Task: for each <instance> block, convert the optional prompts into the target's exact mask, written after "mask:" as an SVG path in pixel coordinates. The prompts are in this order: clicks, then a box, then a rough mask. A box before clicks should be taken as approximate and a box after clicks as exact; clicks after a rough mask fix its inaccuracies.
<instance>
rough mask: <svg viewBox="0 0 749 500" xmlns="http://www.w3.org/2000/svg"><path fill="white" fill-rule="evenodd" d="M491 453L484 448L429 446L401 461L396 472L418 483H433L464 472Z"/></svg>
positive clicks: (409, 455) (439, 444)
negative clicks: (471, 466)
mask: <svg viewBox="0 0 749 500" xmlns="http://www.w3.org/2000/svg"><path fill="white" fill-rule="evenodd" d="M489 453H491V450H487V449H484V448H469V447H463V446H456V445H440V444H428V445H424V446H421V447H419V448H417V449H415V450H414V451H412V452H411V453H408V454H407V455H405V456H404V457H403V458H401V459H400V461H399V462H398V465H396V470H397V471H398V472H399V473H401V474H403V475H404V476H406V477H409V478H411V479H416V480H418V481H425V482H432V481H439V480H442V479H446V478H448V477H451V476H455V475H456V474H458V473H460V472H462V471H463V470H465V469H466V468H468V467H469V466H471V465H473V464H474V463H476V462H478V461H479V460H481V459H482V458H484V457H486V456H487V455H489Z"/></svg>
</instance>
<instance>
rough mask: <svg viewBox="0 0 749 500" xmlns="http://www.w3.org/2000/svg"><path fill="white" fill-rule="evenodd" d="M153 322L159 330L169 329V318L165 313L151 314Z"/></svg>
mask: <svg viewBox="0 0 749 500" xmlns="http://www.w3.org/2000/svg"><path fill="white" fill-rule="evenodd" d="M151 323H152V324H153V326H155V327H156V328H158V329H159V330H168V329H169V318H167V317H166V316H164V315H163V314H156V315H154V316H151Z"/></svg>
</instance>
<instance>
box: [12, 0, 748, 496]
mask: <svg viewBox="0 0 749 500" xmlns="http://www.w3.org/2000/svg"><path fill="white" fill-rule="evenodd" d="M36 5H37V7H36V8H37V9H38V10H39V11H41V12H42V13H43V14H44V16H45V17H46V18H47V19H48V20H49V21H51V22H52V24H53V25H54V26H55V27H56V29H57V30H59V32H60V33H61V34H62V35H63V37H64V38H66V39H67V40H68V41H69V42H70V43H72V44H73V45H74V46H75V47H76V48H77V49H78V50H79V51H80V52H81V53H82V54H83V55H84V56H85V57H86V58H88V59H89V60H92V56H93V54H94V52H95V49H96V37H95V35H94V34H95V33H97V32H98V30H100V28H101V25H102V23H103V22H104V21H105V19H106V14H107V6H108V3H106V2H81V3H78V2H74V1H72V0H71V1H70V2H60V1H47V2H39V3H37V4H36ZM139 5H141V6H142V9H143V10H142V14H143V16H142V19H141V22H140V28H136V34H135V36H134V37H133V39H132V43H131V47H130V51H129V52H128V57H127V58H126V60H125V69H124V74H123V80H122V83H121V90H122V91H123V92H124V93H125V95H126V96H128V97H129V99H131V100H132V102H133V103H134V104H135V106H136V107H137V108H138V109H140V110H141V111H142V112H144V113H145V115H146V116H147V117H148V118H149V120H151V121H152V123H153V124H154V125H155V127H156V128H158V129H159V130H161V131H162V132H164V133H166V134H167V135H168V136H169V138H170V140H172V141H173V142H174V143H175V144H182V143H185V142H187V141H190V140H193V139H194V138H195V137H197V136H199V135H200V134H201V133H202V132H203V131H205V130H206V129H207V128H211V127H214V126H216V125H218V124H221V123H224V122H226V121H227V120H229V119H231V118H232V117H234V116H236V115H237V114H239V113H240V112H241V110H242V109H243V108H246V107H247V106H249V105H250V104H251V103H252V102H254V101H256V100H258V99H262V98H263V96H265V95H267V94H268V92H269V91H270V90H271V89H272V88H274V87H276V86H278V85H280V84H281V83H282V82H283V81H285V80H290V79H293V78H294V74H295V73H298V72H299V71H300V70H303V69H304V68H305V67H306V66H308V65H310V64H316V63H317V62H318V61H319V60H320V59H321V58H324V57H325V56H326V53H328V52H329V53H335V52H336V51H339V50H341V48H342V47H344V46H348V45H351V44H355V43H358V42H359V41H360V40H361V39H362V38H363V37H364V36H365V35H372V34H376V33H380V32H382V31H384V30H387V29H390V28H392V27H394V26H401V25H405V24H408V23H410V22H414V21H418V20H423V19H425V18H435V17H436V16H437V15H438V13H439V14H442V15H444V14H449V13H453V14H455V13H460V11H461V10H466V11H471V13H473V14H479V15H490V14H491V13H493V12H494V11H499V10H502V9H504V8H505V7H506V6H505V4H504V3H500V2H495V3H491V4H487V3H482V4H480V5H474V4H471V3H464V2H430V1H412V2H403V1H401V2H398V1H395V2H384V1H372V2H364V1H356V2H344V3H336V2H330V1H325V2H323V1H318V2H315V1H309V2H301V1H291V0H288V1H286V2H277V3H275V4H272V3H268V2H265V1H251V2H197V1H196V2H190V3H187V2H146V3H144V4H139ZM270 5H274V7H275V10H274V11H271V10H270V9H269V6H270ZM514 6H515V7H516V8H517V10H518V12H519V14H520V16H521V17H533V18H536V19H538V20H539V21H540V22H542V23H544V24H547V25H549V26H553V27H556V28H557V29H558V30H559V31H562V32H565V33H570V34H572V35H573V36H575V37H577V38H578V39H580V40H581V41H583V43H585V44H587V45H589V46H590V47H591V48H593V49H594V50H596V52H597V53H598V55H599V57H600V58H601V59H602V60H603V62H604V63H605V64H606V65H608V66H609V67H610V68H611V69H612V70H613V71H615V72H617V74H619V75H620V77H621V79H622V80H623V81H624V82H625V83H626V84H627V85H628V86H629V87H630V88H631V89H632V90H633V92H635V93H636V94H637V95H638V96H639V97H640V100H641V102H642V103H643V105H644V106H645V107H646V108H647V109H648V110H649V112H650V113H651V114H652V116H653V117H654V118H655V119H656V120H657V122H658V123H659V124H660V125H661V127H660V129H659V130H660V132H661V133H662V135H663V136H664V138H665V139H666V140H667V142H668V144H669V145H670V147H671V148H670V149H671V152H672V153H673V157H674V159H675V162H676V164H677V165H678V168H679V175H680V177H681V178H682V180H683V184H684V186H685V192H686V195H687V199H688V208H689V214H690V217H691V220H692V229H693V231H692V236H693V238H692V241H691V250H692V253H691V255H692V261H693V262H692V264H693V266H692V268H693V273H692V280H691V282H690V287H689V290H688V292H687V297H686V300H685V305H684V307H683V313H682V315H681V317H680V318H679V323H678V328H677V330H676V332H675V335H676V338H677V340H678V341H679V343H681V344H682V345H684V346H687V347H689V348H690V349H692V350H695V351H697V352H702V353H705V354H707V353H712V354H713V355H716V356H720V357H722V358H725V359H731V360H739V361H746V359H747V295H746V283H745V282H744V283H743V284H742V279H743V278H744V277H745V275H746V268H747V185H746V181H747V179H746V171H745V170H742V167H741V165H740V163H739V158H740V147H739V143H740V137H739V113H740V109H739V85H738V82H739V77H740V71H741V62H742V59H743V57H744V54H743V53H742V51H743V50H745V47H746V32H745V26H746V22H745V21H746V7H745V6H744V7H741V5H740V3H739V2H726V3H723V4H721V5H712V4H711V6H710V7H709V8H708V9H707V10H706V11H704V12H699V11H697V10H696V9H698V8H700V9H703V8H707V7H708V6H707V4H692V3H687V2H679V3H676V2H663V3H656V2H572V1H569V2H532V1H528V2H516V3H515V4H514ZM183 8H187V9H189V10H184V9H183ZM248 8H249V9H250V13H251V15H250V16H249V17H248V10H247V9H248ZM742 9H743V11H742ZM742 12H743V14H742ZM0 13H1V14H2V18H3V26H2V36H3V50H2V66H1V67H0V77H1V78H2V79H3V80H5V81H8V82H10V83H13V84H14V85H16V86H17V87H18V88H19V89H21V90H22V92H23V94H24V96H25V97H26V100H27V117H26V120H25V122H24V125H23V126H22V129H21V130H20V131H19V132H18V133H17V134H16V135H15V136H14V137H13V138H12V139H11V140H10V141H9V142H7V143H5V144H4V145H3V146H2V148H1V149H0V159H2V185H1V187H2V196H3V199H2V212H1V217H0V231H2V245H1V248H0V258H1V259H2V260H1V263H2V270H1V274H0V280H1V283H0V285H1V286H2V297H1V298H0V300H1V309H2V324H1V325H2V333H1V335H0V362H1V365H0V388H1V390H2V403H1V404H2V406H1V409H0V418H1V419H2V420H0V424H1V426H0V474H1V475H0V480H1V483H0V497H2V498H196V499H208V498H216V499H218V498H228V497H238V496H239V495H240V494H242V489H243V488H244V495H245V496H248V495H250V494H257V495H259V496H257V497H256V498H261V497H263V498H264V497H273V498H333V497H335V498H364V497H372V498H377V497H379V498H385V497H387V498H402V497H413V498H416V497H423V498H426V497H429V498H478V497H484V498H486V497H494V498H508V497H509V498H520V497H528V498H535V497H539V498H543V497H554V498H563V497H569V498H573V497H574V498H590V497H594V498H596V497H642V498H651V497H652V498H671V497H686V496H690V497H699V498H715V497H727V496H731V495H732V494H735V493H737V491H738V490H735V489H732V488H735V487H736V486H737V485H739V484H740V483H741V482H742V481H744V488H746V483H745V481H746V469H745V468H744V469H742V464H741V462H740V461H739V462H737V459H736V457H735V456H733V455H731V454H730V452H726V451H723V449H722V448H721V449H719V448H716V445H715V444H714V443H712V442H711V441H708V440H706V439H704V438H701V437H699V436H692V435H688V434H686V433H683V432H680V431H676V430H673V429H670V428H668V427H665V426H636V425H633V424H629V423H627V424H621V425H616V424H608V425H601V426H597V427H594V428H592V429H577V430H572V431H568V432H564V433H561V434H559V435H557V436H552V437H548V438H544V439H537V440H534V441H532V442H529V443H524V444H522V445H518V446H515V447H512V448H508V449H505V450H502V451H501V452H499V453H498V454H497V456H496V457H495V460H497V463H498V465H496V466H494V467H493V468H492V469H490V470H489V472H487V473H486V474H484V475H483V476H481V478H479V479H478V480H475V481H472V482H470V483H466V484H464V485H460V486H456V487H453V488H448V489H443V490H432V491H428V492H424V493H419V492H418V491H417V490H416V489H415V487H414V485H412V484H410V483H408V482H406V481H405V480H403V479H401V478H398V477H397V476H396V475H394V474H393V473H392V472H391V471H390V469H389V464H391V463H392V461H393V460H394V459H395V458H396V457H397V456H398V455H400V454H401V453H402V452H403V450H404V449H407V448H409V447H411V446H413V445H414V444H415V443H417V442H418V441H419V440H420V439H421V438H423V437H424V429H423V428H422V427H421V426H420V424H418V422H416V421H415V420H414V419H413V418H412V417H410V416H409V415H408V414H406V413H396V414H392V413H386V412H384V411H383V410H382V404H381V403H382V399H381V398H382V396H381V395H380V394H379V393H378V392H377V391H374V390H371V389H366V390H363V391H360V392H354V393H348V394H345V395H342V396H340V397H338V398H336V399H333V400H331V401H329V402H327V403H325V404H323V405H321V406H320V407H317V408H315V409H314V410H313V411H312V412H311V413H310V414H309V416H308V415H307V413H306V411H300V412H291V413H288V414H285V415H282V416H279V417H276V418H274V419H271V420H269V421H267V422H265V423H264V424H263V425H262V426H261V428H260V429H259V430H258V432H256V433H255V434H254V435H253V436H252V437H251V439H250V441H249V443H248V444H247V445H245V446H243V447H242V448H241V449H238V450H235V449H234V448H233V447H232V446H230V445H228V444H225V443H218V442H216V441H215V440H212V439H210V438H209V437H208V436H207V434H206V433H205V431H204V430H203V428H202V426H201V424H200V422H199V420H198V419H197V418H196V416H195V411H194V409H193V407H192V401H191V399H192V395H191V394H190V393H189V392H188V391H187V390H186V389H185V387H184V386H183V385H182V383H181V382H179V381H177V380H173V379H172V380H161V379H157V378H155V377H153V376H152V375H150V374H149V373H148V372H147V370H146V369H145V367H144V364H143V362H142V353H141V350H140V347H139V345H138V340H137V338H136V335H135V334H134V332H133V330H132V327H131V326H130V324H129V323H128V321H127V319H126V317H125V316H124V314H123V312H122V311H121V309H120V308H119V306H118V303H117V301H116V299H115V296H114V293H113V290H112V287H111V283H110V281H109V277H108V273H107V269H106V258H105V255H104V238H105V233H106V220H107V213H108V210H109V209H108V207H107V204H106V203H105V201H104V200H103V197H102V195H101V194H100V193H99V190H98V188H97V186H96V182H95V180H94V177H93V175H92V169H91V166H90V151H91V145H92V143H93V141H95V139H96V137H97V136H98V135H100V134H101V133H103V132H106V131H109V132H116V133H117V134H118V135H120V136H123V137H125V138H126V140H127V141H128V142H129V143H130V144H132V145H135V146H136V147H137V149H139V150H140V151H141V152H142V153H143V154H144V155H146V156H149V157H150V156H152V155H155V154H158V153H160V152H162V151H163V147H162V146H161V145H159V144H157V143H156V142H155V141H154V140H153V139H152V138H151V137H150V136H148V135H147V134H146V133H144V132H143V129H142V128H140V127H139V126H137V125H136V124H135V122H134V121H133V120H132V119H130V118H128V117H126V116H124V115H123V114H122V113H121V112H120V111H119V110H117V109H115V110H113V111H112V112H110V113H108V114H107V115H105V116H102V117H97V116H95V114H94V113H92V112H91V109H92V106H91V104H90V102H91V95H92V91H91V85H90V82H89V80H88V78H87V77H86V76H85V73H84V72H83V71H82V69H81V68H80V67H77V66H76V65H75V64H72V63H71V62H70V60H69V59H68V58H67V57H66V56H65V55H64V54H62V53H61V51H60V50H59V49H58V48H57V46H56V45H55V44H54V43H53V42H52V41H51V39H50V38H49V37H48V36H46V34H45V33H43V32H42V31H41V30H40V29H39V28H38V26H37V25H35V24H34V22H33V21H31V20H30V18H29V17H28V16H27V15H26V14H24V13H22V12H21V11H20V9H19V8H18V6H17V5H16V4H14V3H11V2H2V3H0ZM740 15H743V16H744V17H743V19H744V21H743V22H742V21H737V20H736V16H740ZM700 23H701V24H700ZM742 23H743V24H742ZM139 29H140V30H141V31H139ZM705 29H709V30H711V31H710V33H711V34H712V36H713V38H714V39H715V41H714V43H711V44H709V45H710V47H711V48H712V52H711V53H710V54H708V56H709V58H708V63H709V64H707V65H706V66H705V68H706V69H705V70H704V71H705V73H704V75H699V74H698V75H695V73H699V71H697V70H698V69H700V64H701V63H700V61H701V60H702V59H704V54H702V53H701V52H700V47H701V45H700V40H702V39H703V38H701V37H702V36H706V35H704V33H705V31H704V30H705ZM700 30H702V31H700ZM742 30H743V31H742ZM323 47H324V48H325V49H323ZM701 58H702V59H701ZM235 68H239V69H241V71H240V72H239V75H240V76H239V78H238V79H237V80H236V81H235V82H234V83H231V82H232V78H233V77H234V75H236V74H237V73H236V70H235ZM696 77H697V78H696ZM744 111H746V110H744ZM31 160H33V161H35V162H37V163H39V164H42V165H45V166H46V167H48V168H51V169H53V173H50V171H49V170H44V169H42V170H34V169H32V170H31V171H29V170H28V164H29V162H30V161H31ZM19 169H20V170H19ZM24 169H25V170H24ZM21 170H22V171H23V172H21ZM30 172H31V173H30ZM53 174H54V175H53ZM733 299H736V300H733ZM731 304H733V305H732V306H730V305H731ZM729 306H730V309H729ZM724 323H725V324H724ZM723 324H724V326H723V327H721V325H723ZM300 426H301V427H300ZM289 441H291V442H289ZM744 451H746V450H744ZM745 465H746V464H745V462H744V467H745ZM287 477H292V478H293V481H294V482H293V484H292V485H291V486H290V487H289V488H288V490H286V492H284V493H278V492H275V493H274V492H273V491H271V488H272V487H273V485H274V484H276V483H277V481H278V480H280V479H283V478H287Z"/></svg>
-*-*-
Required action: The expected answer is one number: the count of lines in the listing that include the string "rough".

Answer area: 3